What the task asks.
Please reproduce the entries exactly, skipping each picture.
Content starts
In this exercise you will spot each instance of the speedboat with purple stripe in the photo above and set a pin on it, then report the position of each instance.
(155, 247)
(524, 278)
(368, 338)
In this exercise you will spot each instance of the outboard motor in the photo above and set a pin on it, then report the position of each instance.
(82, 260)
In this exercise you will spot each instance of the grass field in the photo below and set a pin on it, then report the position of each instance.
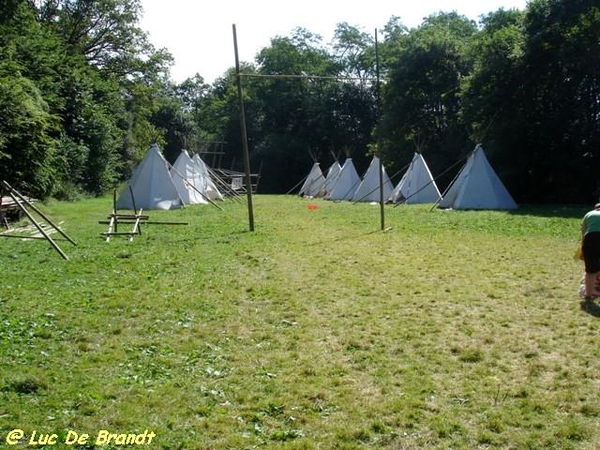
Content ends
Exercise output.
In this exercise you will spot each instance of the speedboat with purple stripe in the photo above and set a pin on it, then report the position of each instance.
(155, 247)
(524, 278)
(368, 338)
In this exercise you will spot each instance of the outboard motor in the photo above and set a pin on it, then report the position of each instance.
(82, 260)
In this exercise you will spot each instance of the grass field in the photo below and set a pin on it, then report the position of each instance.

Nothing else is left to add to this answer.